#### Extracted text ####
Staff are asked to ensure you are contacted every two months to keep you informed about progress on the investigation. However, you may request an update at any time.

After the initial fact-gathering stage, the next step is usually to request expert advice from a peer who is an independent expert in the relevant field. The Commissioner’s advisors are highly respected professionals in their field and, in the majority of cases, have been recommended by the relevant professional College.

Alternative ways of resolving complaints

Sometimes during an investigation it becomes clear that parties may be able to resolve the dispute by agreement. If this is the case the complainant may be referred to advocacy. Advocates act on behalf of the consumer and often facilitate resolution of complaints involving issues of communication or misunderstanding. Alternatively, a formal mediation conference may be called. Mediation offers a structured forum in which to work through issues of concern to the consumer, and enables the parties to agree on their own resolution of the complaint.

Response to provisional opinion

In the event that the Commissioner forms a provisional opinion that the Code of Rights was breached, the provider is entitled to a reasonable opportunity to respond before the Commissioner finalises an opinion. Current practice is to send a covering letter with the provisional breach opinion inviting comment on the findings and recommendations, usually within 15 working days of receipt. This is the provider’s opportunity to clarify any factual errors and to respond to the Commissioner’s provisional view that the Code of Rights was breached. In accordance with HDC’s Naming Policy, all parties will have the opportunity to comment on any proposed naming at this point.
#### Provided material ####
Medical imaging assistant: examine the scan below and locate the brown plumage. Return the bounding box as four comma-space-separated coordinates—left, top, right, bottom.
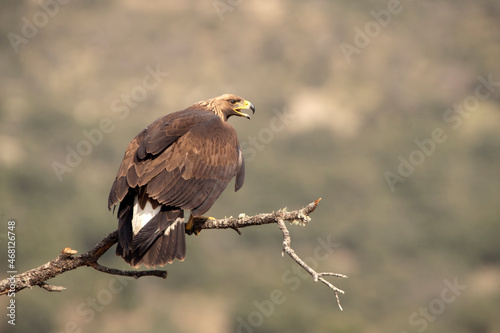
108, 94, 255, 267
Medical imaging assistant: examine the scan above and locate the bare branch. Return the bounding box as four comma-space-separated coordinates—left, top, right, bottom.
276, 217, 347, 310
0, 199, 347, 310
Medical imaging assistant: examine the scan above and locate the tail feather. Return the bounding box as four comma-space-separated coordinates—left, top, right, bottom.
116, 197, 186, 267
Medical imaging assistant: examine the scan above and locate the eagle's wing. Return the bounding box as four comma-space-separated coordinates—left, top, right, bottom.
108, 108, 244, 215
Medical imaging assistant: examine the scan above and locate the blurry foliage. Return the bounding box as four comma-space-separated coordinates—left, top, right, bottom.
0, 0, 500, 332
####
→ **What to work on**
- A) Summarize the complaints process text in two sentences.
- B) Answer these from the complaints process text:
(i) How often are staff asked to ensure the complainant is contacted about progress?
(ii) Who has recommended the Commissioner's advisors in the majority of cases?
(iii) Within what period is comment on a provisional breach opinion usually invited?
- C) Using the complaints process text, explain why a covering letter inviting comment is sent to the provider with a provisional breach opinion.

→ **Responses for each task**
- A) During an investigation, staff are asked to contact the complainant every two months, expert advice is usually sought from an independent peer after initial fact-gathering, and disputes may be resolved through advocacy or a formal mediation conference. If the Commissioner provisionally finds a breach of the Code of Rights, the provider is sent a covering letter inviting comment, usually within 15 working days, and all parties may comment on any proposed naming.

- B)
(i) Every two months.
(ii) The relevant professional College.
(iii) Within 15 working days of receipt.

- C) The provider is entitled to a reasonable opportunity to respond before the Commissioner finalises an opinion. The letter gives the provider the chance to clarify any factual errors and to respond to the Commissioner's provisional view that the Code of Rights was breached.